Extracted text.
Lanny Martinsons next chapterLanny Martinson’s story has touched lives all over the world. The Lake County native, now living in Sugar Land, Texas, was just a young Marine Corps platoon sergeant when he and his men walked into a mine field in southeast Asia. His is a story of loss, survival, redemption and a struggle against painful memories.
By: Tammy Francois, Lake County News Chronicle
“Stories are for joining the past to the future. Stories are for those late hours in the night when you can’t remember how you got from where you were to where you are. Stories are for eternity, when memory is erased, when there is nothing to remember except the story.”
? ~Tim O’Brien, from The Things They Carried
Lanny Martinson’s story has touched lives all over the world. The Lake County native, now living in Sugar Land, Texas, was just a young Marine Corps platoon sergeant when he and his men walked into a mine field in southeast Asia. His is a story of loss, survival, redemption and a struggle against painful memories.
Last June Martinson received a call telling him that an Australian, John Naismith, had found a dog tag bearing his name near an abandoned airstrip in Khe Sanh, Vietnam — the place from which Martinson was evacuated over four decades before, after a landmine claimed his leg, four men in his platoon and injured 12 more. Naismith spend two unsuccessful years looking for Martinson to return the dog tag, but eventually turned it over to an American friend who searched just two days before finding Martinson.
Then, last Saturday, after over 45 years and before a gathering of hundreds at a VFW post in Missouri City, Texas, Martinson received the lost piece of his past — Naismith placed the dog tag in Martinson’s hand.
It was a day of many surprises for Martinson, who was accompanied by his wife, Delphine and daughter, Bobbi.
“Just driving there was pretty emotional,” Martinson said Tuesday. His car was escorted to the post by the Vietnam Veterans Motorcycle Club and he was met there by the Patriot Guard holding large American flags.
“Driving through those flags is quite an emotional thing for a military guy,” said Martinson.

What the exercise asks. Copy the passage of the Lanny Martinson article word for word, from "Last June Martinson" to "before finding Martinson.".

Dataset.
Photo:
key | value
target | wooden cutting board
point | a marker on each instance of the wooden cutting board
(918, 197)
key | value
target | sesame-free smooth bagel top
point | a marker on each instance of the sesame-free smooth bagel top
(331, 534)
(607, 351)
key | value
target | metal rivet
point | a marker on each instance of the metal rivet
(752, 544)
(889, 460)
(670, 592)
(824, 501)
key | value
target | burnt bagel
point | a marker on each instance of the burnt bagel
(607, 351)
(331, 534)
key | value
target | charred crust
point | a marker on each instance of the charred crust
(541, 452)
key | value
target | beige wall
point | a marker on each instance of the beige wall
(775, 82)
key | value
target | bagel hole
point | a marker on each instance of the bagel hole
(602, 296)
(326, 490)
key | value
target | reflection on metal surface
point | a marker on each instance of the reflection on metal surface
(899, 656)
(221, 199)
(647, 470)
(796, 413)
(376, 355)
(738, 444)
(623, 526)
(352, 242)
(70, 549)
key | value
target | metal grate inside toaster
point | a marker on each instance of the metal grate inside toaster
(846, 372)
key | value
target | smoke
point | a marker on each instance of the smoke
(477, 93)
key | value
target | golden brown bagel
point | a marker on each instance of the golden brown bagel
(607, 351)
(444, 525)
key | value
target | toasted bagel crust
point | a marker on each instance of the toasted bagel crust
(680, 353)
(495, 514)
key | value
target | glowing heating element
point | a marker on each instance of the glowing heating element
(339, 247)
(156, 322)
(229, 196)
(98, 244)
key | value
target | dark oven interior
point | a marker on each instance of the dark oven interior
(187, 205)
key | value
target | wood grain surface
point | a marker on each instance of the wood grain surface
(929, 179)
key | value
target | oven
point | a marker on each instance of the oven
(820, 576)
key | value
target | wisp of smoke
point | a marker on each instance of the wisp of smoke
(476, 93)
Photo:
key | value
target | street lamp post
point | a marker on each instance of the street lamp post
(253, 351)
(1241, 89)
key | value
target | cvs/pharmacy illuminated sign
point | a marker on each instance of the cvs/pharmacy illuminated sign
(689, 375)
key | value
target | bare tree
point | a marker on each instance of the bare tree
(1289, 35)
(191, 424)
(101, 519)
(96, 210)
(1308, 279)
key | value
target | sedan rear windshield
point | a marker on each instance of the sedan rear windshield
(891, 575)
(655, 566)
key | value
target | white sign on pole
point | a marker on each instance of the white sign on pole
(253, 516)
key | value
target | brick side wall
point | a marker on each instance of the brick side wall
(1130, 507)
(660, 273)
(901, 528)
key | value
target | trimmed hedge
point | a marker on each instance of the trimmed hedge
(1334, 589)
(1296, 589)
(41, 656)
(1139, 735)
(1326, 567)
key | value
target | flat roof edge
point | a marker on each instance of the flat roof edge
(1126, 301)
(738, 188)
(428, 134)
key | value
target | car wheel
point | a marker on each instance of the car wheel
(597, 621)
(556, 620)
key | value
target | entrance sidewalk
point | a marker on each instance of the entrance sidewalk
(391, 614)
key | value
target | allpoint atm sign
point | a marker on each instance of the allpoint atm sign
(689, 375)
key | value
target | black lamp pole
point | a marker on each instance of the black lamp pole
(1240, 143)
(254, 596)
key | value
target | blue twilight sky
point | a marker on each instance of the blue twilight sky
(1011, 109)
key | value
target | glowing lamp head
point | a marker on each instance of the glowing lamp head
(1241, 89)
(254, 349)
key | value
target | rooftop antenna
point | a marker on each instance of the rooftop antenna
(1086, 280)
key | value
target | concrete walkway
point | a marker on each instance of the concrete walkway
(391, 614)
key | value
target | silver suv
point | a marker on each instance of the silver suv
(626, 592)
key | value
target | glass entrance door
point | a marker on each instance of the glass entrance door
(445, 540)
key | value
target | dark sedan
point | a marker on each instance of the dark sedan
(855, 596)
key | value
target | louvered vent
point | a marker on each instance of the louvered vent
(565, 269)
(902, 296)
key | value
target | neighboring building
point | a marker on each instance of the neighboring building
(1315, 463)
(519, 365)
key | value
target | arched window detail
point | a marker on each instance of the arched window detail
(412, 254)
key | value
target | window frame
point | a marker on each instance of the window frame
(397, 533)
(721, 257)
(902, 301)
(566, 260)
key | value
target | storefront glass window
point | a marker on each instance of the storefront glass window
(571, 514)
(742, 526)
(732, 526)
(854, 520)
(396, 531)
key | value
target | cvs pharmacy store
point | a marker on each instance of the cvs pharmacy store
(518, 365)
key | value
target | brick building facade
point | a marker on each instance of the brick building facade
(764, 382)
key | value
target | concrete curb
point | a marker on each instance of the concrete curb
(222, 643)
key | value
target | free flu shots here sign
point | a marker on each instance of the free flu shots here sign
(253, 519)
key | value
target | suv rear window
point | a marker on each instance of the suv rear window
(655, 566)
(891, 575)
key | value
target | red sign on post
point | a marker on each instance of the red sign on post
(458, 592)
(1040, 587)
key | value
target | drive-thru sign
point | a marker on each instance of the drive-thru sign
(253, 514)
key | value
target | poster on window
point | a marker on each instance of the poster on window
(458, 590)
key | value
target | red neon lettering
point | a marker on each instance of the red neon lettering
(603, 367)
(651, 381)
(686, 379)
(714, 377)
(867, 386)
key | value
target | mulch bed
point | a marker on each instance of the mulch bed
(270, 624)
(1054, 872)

Solution below.
Last June Martinson received a call telling him that an Australian, John Naismith, had found a dog tag bearing his name near an abandoned airstrip in Khe Sanh, Vietnam — the place from which Martinson was evacuated over four decades before, after a landmine claimed his leg, four men in his platoon and injured 12 more. Naismith spend two unsuccessful years looking for Martinson to return the dog tag, but eventually turned it over to an American friend who searched just two days before finding Martinson.